Return the lines beginning at the one that contains "Find — the player's hair, a" and continuing to the end of the entries, including both ends, exactly as written and nothing else.

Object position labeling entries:
## START
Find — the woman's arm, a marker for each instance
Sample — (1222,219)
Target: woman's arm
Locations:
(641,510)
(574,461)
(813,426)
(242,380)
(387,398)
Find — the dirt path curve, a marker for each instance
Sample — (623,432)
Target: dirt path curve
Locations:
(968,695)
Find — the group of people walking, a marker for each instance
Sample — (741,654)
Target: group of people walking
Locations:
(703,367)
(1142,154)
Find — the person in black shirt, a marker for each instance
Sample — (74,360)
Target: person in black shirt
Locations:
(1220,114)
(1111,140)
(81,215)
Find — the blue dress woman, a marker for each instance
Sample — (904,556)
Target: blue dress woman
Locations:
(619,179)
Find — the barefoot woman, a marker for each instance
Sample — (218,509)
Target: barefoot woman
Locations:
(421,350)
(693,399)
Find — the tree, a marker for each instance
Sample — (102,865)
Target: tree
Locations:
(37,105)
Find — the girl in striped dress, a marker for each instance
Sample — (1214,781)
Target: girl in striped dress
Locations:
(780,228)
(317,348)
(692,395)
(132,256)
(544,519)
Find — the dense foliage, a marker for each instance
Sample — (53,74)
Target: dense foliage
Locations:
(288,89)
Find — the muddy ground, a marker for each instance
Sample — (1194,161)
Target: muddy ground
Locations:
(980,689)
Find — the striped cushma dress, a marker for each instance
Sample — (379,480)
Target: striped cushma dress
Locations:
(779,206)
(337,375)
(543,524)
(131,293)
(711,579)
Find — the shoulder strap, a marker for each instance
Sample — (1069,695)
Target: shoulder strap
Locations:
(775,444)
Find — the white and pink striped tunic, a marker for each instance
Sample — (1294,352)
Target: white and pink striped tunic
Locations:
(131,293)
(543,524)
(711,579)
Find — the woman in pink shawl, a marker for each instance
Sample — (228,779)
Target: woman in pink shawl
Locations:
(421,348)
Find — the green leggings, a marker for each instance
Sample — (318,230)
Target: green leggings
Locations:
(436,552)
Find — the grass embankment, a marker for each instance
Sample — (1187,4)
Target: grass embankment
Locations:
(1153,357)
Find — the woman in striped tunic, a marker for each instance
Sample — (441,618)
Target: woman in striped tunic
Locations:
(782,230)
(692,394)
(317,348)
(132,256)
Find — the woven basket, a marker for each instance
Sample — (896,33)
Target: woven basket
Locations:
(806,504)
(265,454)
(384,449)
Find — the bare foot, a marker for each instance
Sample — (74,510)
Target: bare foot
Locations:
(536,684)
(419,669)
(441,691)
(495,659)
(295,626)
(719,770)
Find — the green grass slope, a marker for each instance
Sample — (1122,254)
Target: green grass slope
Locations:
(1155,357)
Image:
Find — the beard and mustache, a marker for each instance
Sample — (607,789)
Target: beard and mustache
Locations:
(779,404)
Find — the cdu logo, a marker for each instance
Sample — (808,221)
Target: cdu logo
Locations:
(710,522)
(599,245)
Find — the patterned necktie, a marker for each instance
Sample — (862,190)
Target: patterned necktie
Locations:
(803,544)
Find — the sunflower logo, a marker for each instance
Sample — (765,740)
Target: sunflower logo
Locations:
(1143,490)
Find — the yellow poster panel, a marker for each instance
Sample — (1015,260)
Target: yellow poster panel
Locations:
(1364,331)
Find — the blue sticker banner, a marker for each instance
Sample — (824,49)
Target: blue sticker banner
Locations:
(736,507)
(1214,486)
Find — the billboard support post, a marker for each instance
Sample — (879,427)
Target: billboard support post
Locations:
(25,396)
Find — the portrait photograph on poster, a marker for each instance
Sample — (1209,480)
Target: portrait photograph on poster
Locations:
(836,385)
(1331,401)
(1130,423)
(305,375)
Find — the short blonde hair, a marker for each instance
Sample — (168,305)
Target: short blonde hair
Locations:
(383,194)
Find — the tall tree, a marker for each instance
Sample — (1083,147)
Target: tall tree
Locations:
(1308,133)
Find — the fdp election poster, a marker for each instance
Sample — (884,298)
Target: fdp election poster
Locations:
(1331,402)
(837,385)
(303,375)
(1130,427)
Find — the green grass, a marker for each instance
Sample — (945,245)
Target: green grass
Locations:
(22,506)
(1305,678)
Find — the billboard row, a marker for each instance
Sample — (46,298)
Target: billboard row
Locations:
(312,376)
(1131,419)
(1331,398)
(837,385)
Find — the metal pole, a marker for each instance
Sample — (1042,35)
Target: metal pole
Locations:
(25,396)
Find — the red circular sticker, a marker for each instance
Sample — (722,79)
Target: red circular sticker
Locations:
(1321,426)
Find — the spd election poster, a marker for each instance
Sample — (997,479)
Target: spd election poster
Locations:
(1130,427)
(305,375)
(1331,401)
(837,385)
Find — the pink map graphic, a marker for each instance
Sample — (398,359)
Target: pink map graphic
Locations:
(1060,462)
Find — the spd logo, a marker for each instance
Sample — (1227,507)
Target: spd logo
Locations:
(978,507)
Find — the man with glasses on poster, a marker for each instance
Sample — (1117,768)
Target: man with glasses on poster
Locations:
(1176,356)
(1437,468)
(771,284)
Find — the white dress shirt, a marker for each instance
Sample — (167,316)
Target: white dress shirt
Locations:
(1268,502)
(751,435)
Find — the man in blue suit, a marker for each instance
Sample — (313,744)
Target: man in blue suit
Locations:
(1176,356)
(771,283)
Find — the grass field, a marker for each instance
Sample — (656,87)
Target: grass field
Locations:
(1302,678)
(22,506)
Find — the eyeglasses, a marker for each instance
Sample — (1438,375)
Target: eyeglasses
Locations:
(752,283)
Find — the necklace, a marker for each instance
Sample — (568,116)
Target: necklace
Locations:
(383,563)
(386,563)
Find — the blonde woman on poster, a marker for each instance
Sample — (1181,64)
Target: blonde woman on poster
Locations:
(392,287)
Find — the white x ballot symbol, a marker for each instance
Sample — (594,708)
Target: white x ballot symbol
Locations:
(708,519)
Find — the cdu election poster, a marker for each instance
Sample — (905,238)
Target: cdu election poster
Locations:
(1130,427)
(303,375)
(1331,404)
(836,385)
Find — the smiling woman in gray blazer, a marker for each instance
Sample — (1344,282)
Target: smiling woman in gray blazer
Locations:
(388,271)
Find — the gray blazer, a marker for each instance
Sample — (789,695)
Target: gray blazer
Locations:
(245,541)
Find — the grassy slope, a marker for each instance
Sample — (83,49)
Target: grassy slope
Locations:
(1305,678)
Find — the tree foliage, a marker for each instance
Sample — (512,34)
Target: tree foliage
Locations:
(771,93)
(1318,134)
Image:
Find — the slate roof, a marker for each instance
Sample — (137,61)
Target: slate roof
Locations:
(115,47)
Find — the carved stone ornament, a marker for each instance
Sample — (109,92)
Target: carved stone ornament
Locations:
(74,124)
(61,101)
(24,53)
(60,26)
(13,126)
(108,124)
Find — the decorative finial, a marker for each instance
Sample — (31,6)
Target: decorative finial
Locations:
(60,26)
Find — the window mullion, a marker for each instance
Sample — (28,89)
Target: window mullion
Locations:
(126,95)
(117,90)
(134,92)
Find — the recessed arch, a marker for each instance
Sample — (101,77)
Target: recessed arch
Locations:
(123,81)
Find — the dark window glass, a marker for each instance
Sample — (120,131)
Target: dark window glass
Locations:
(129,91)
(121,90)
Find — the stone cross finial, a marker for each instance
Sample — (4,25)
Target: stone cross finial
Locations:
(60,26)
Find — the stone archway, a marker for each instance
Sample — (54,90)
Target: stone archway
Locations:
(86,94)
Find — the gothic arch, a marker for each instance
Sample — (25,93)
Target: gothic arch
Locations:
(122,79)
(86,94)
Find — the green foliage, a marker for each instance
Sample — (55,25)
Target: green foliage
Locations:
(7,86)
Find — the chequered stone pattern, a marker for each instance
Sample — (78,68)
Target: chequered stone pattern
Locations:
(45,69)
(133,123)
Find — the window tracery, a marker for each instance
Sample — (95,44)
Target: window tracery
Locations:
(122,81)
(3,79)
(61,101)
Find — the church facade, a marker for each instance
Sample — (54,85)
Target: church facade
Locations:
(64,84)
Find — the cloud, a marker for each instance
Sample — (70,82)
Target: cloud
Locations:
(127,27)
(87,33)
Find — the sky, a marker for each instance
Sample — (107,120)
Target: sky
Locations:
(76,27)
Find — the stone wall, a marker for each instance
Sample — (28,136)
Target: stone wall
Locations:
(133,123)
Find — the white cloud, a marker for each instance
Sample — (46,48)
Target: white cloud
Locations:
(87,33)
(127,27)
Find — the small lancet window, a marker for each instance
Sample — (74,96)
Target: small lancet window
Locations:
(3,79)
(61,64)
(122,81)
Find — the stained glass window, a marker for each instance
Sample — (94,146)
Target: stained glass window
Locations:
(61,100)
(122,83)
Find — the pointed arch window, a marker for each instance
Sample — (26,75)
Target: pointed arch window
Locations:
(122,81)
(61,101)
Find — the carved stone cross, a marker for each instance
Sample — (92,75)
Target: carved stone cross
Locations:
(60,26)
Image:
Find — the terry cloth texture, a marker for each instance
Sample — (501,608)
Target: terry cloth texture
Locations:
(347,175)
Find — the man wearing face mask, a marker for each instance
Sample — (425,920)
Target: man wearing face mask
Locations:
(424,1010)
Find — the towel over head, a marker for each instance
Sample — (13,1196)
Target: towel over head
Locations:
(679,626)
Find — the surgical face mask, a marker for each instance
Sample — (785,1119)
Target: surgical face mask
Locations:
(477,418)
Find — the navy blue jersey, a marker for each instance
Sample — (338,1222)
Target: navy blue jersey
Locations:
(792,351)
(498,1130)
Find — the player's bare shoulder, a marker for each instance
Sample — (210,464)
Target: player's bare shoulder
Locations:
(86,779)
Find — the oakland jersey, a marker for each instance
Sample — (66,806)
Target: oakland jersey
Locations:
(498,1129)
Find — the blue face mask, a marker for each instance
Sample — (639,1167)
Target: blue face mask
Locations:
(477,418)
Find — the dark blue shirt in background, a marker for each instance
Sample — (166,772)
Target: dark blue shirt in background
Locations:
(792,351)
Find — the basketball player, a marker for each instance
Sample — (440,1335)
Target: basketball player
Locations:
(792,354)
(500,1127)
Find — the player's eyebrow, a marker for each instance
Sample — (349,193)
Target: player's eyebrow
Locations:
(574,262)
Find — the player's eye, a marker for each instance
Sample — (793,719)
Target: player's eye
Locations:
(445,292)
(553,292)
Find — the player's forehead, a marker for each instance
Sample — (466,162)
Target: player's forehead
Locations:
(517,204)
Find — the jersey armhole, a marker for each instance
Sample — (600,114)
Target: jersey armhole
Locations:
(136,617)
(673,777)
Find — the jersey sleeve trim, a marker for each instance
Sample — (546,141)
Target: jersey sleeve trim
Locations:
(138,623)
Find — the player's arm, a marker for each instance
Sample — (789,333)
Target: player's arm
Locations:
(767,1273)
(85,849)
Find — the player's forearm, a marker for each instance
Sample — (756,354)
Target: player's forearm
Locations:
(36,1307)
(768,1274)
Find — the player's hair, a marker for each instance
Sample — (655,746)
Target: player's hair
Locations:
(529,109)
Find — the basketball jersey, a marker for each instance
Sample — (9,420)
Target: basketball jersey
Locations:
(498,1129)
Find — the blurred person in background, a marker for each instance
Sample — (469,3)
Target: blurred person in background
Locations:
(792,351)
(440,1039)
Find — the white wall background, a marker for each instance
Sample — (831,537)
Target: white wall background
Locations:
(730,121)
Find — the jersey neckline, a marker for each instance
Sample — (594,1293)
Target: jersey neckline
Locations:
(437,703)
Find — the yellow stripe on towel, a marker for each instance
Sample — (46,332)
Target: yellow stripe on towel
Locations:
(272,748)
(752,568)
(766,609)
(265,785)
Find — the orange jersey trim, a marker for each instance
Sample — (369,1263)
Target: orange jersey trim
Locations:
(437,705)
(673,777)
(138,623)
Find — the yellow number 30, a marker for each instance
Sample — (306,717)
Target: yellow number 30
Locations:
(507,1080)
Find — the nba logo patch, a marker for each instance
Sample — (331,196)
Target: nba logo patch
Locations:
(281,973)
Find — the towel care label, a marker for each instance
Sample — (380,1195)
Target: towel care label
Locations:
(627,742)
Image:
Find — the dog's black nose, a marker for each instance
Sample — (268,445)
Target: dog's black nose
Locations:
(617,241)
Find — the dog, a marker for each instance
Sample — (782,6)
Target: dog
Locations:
## END
* **In response**
Find — the player's hair, a marker for each instance
Sample — (655,746)
Target: player's hair
Locations:
(529,109)
Find — the basketball jersey, a marker for each instance
Sample — (9,420)
Target: basketball jersey
Locations:
(498,1129)
Find — the blurred person in background, a marker for each instance
Sample — (469,3)
Target: blurred person in background
Locations:
(792,351)
(440,1039)
Find — the white wall background, a marker for each instance
Sample — (831,537)
Target: white wall background
Locations:
(730,121)
Find — the jersey neckline, a marker for each instance
Sample — (594,1293)
Target: jersey neckline
Locations:
(437,703)
Find — the yellow stripe on towel, a marker for each instance
Sample — (46,332)
Target: yellow stripe on towel
Locations:
(272,748)
(752,568)
(766,609)
(265,785)
Find — the orange jersey trim, a marker for each instance
Sample — (369,1263)
Target: orange jersey trim
Locations:
(437,705)
(673,777)
(138,623)
Find — the yellow number 30, a marker for each instance
Sample — (306,717)
Target: yellow number 30
Locations:
(507,1080)
Find — the nba logo patch, a marker for each instance
Sample — (331,196)
Target: nba logo patch
Locations:
(281,973)
Find — the towel care label, a marker for each instance
Sample — (380,1195)
Target: towel care label
Locations:
(627,742)
Image:
Find — the dog's black nose, a marker for each instance
Sample — (268,445)
Target: dog's black nose
Locations:
(617,241)
Find — the dog, a marker for each instance
Sample — (782,6)
Target: dog
Locations:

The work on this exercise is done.